## Objective
Quote the items below word for word, from their first line through the line containing "[(367, 216), (209, 229)]", including that line.

(Items from a point labeling set)

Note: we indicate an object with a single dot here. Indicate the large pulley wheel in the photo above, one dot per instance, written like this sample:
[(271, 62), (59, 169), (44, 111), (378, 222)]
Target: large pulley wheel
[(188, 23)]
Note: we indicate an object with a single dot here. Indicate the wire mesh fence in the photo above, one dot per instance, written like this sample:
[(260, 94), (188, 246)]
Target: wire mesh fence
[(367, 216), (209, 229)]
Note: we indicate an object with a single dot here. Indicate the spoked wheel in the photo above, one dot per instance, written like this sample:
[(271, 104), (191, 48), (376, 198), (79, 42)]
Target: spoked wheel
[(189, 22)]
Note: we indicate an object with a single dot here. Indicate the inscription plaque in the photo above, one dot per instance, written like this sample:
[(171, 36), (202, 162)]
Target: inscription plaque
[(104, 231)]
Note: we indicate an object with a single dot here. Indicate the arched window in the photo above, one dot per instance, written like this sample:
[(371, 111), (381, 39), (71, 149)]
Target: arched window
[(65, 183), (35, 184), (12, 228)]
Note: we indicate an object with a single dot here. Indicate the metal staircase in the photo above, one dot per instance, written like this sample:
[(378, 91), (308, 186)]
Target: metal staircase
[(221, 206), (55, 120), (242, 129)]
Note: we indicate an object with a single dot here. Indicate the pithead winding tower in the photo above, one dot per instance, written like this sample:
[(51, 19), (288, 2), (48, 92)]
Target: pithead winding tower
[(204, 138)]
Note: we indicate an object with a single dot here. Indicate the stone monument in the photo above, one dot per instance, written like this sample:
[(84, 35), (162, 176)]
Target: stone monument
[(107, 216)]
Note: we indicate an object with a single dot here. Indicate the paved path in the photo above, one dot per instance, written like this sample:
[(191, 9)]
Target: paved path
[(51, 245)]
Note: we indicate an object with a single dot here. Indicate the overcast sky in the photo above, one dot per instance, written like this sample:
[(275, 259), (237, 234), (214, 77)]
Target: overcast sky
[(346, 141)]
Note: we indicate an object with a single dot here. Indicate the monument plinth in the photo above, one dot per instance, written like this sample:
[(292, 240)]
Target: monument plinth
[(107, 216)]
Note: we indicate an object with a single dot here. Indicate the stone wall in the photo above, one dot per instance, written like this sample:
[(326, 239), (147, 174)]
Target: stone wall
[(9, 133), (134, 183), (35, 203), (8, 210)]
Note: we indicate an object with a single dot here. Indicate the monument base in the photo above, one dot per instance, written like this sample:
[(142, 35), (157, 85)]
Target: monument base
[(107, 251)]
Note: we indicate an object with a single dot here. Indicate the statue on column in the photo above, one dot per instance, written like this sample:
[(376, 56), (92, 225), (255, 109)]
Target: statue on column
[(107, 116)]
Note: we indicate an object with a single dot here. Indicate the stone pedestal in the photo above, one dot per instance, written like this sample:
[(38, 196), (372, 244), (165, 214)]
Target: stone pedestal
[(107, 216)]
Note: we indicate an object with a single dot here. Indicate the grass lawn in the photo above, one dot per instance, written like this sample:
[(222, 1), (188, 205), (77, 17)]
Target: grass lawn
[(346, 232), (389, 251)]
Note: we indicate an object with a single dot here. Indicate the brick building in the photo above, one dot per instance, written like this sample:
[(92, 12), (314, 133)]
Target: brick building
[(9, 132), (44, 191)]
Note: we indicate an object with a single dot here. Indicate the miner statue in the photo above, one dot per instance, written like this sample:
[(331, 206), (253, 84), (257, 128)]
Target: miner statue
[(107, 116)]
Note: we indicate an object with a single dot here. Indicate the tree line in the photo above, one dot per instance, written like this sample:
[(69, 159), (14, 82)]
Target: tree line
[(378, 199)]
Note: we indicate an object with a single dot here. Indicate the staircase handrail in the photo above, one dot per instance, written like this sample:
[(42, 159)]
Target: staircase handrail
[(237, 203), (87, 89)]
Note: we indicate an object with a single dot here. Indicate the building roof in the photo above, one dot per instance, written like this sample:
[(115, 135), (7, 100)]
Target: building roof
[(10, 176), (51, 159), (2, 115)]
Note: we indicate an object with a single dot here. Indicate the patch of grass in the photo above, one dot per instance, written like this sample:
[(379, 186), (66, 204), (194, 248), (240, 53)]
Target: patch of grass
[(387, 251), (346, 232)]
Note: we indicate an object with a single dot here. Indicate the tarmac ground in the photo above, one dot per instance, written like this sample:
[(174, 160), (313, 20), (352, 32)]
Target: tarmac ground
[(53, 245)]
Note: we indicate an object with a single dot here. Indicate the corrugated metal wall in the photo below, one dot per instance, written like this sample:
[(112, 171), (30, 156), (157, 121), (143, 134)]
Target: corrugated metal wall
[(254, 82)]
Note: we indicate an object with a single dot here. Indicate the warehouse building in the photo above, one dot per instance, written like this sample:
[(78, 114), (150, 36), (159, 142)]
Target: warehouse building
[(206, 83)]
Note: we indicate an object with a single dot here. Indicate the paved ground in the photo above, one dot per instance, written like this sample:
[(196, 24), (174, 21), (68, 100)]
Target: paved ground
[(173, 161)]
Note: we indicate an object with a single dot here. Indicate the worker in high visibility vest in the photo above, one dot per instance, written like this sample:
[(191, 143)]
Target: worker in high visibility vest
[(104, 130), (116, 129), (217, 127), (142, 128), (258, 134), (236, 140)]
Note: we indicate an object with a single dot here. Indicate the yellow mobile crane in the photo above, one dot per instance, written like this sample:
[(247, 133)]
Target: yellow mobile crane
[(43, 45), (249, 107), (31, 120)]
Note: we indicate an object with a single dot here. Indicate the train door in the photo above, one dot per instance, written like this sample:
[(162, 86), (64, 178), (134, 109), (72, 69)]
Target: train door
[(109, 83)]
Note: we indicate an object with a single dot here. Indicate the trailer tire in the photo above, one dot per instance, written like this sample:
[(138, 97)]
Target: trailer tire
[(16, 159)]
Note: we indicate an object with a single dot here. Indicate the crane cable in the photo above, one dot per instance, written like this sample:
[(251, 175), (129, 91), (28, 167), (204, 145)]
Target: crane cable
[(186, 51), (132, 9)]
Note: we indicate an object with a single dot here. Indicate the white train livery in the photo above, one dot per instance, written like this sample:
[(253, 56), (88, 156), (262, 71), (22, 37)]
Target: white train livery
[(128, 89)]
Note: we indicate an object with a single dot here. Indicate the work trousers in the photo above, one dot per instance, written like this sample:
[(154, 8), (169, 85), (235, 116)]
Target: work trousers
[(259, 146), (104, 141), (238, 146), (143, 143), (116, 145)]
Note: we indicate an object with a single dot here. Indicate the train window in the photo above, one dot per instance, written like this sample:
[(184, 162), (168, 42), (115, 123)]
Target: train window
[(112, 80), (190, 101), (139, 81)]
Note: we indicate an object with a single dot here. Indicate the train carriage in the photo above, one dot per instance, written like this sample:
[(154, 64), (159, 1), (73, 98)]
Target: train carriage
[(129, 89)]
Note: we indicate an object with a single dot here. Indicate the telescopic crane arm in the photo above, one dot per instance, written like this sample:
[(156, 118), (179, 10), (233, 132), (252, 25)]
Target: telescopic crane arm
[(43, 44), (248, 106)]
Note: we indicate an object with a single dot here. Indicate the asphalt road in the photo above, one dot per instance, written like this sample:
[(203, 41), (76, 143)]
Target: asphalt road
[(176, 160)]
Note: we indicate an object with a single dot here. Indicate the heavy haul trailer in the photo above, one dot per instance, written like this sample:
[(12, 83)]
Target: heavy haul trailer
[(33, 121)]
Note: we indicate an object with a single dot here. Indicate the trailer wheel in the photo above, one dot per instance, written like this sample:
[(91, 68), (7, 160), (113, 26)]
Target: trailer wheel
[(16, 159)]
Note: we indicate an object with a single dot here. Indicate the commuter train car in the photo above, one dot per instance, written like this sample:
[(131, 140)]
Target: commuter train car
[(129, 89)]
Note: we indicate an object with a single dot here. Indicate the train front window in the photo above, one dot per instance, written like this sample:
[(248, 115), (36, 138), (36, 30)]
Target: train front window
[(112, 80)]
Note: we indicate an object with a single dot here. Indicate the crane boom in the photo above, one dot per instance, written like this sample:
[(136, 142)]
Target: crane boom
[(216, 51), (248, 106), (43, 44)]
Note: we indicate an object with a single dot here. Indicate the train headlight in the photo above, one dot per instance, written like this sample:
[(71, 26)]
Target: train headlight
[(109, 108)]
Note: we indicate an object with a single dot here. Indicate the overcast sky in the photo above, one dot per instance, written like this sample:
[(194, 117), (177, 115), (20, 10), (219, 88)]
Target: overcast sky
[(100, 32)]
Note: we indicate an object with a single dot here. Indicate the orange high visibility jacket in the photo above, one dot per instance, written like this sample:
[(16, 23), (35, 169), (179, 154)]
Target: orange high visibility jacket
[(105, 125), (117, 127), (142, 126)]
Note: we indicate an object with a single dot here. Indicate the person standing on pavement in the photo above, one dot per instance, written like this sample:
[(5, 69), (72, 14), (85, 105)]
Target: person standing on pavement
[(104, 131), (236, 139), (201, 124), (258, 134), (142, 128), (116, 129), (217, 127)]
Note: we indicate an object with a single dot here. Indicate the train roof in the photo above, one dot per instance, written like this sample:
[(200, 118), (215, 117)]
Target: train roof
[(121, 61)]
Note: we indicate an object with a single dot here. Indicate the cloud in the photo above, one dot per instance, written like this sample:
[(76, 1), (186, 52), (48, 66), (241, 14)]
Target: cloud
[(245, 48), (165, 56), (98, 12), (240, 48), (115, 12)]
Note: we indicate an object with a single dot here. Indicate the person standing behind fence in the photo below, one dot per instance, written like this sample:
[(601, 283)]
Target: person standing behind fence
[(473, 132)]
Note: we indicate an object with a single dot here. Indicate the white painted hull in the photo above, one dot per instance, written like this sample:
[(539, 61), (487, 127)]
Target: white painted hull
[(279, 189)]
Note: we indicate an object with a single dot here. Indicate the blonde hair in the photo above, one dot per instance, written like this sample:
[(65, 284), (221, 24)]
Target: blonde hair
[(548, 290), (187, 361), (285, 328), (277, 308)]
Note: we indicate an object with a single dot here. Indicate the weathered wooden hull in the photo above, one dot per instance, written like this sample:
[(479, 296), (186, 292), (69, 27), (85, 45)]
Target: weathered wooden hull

## Correct result
Note: we indicate an object with a single dot here. Indicate the large pulley wheel in the photo above, one dot per instance, written like this sample:
[(271, 62), (59, 169), (44, 111), (378, 222)]
Target: large pulley wheel
[(188, 23)]
Note: we indicate an object with a single dot here. Indicate the wire mesh fence in the photo above, one dot per instance, written like this sample:
[(260, 94), (188, 246)]
Target: wire mesh fence
[(367, 216), (209, 229)]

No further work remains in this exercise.